LISTED ENTRIES ▸
>> Start

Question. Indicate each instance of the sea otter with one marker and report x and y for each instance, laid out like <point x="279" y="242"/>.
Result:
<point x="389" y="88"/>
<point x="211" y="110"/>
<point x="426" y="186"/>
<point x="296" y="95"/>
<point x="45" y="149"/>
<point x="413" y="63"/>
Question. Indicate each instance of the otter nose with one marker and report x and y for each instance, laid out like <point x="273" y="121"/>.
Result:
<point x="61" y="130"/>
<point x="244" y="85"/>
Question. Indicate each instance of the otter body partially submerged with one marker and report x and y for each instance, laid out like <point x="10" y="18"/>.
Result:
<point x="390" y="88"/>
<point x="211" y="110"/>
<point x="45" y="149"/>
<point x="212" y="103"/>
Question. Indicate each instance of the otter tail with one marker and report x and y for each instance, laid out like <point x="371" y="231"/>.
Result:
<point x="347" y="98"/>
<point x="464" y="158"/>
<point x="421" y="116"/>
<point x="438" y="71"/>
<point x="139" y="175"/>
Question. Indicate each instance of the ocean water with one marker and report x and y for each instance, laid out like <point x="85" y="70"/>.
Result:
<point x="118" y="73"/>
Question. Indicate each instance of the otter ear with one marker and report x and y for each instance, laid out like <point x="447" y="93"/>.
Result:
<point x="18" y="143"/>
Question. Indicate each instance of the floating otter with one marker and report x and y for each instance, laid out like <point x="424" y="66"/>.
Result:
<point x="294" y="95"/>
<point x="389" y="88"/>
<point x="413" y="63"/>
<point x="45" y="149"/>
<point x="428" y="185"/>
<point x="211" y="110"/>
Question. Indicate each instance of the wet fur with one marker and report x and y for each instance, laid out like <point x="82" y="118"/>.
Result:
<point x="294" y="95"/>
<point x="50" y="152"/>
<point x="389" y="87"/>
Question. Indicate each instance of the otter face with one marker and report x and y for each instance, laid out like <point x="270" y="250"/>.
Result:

>> End

GIVEN TASK ▸ Reproduce all the records above line for line, without changing a single character.

THE ANSWER ▸
Question. Indicate each instance of the sea otter with one marker and report x and y for each instance, laid out like <point x="279" y="242"/>.
Result:
<point x="389" y="88"/>
<point x="211" y="110"/>
<point x="426" y="186"/>
<point x="296" y="95"/>
<point x="45" y="149"/>
<point x="413" y="63"/>
Question. Indicate each instance of the otter nose with one marker and report x and y for each instance, laid out like <point x="273" y="121"/>.
Result:
<point x="61" y="130"/>
<point x="244" y="85"/>
Question. Indicate each instance of the otter body partially submerged with one marker and report x and y for each instance, laid out like <point x="10" y="18"/>.
Result:
<point x="390" y="88"/>
<point x="211" y="110"/>
<point x="45" y="149"/>
<point x="212" y="103"/>
Question. Indicate each instance of the otter tail with one marker and report x and y for each instance, laid out like <point x="371" y="231"/>.
Result:
<point x="347" y="98"/>
<point x="464" y="158"/>
<point x="421" y="116"/>
<point x="438" y="71"/>
<point x="139" y="175"/>
Question. Indicate each instance of the ocean water with one marker and report x and y for each instance, laid out like <point x="85" y="70"/>.
Result:
<point x="118" y="73"/>
Question. Indicate each instance of the otter ear with one marker and report x and y for each instance, laid out like <point x="447" y="93"/>.
Result:
<point x="18" y="143"/>
Question. Indicate each instance of the floating otter with one marker and report x and y for each instance, laid out like <point x="424" y="66"/>.
Result:
<point x="294" y="95"/>
<point x="389" y="88"/>
<point x="413" y="63"/>
<point x="45" y="149"/>
<point x="428" y="185"/>
<point x="211" y="110"/>
Question. Indicate each instance of the wet fur with one marker and report x and y for each instance, laid out like <point x="82" y="118"/>.
Result:
<point x="294" y="95"/>
<point x="50" y="152"/>
<point x="389" y="87"/>
Question. Indicate each instance of the otter face with one marker and report x and y for each instance, laid out like <point x="270" y="250"/>.
Result:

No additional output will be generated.